** Opening Source data block **

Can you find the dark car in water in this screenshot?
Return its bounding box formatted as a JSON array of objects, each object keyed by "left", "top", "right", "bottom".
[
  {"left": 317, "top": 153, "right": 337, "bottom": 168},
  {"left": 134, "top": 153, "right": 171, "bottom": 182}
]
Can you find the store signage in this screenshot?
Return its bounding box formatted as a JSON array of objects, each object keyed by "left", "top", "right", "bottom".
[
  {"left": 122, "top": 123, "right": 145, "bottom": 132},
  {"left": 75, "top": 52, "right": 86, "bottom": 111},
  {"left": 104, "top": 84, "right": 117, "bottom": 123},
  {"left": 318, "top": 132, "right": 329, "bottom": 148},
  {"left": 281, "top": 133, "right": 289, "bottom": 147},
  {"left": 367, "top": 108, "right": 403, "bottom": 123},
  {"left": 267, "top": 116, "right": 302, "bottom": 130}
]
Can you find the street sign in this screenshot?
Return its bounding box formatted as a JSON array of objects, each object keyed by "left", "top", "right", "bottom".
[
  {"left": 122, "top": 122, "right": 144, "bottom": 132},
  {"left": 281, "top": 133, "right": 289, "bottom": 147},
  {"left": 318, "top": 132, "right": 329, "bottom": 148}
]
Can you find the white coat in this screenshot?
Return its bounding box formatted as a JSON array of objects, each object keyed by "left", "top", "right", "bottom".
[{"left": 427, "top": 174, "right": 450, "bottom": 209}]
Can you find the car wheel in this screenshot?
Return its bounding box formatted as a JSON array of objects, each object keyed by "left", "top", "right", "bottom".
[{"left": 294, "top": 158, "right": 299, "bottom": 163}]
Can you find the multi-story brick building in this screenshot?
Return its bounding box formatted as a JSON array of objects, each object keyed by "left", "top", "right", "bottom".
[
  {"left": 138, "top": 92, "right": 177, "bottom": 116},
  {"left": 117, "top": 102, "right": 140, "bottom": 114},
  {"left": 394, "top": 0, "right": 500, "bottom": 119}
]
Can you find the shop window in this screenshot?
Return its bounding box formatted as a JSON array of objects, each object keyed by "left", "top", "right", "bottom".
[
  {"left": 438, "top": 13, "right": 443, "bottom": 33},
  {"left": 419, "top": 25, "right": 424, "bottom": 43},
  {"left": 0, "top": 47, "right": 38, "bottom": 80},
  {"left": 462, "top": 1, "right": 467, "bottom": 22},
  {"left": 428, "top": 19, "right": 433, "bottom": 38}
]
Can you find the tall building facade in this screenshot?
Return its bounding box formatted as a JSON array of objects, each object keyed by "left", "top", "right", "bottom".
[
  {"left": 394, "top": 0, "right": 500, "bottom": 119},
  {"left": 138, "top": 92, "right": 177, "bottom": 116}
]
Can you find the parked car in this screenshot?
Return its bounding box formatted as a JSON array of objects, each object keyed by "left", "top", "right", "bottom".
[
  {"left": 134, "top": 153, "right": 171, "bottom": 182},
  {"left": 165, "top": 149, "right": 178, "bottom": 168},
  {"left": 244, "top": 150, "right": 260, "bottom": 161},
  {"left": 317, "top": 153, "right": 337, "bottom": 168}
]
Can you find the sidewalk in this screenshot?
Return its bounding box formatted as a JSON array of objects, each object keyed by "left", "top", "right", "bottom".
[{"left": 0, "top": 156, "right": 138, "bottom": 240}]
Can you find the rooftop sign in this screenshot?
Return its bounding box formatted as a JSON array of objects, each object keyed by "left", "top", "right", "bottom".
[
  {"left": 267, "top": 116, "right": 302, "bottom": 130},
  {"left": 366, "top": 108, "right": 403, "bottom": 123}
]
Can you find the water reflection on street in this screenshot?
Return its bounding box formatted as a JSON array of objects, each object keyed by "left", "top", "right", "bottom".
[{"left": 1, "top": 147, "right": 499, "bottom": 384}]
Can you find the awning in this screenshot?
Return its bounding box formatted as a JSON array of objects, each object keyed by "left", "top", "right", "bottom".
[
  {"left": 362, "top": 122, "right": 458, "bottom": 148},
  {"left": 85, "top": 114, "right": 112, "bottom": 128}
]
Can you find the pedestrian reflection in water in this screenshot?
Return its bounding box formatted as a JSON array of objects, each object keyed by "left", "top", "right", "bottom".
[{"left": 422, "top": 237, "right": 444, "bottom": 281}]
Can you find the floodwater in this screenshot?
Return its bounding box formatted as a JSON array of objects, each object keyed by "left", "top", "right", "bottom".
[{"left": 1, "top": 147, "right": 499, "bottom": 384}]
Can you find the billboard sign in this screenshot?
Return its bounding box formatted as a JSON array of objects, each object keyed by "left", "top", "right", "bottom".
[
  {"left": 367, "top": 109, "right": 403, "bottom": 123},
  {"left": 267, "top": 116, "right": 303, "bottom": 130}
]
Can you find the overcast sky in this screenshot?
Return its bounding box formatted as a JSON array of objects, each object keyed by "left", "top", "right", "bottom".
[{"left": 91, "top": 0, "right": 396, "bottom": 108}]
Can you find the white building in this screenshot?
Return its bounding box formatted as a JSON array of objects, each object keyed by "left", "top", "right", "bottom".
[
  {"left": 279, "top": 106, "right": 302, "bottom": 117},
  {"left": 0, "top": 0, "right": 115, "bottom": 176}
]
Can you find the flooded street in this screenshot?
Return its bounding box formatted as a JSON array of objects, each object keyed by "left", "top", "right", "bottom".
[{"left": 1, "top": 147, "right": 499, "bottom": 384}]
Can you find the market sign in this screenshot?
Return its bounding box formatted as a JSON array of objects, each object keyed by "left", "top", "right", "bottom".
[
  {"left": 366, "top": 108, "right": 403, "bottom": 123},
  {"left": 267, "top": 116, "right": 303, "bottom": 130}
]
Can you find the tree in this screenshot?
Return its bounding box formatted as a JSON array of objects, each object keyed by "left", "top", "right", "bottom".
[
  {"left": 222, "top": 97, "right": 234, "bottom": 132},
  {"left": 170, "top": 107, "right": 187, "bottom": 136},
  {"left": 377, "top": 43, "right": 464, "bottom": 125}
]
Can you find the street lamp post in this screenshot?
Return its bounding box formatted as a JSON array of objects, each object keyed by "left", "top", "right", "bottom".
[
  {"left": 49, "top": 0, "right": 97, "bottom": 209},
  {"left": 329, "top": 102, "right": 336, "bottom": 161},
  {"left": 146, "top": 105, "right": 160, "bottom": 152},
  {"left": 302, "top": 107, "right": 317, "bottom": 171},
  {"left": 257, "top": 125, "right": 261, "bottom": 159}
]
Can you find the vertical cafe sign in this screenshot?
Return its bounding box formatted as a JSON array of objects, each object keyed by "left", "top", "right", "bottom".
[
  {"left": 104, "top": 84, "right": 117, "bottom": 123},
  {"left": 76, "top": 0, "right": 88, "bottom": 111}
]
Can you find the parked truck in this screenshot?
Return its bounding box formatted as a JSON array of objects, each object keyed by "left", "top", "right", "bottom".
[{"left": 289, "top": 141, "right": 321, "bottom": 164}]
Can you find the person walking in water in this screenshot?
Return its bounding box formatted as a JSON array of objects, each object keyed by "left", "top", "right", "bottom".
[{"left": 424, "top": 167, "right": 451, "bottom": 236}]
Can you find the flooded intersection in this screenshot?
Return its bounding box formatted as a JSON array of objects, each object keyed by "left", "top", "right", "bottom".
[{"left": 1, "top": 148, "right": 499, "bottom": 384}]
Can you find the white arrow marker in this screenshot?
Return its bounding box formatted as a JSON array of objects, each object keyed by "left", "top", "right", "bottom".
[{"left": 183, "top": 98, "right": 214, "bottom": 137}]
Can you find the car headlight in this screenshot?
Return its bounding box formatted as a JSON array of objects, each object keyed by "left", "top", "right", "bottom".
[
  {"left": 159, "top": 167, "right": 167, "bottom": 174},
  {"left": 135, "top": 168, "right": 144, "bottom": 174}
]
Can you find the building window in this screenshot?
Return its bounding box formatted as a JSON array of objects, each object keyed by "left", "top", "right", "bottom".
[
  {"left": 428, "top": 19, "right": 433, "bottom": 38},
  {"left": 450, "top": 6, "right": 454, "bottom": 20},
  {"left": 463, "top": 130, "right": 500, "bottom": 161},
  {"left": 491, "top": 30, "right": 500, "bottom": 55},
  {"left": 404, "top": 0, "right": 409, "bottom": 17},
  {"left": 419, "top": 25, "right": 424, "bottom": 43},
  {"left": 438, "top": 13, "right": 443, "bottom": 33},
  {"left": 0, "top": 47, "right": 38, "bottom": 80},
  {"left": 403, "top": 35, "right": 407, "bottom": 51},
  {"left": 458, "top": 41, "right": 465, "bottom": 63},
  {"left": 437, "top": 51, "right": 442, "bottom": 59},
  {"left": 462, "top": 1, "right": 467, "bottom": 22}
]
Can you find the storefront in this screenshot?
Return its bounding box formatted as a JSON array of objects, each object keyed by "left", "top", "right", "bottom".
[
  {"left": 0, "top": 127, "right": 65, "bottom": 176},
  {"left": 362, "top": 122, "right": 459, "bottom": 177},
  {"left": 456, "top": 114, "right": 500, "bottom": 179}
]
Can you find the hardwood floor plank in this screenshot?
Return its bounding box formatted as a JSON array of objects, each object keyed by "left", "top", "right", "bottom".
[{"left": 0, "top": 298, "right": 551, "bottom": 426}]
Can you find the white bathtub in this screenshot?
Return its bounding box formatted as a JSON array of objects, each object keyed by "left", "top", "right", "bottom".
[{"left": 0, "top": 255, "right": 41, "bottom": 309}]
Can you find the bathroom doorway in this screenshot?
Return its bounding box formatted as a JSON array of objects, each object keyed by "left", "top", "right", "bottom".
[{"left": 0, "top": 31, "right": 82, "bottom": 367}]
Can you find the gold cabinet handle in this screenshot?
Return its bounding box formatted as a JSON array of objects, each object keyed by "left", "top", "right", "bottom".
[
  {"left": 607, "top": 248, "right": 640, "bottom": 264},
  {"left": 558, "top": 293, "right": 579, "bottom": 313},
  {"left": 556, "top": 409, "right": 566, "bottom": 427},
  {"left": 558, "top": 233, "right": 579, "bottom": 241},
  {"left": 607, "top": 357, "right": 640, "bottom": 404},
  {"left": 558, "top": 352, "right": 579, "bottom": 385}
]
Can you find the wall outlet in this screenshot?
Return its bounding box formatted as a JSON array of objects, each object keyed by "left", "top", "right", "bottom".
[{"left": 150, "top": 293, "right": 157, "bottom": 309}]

** Closing Source data block **

→ **Your goal**:
Write the number of lines in the data above that contain the word "street", and add nothing to it.

→ **Worked solution**:
4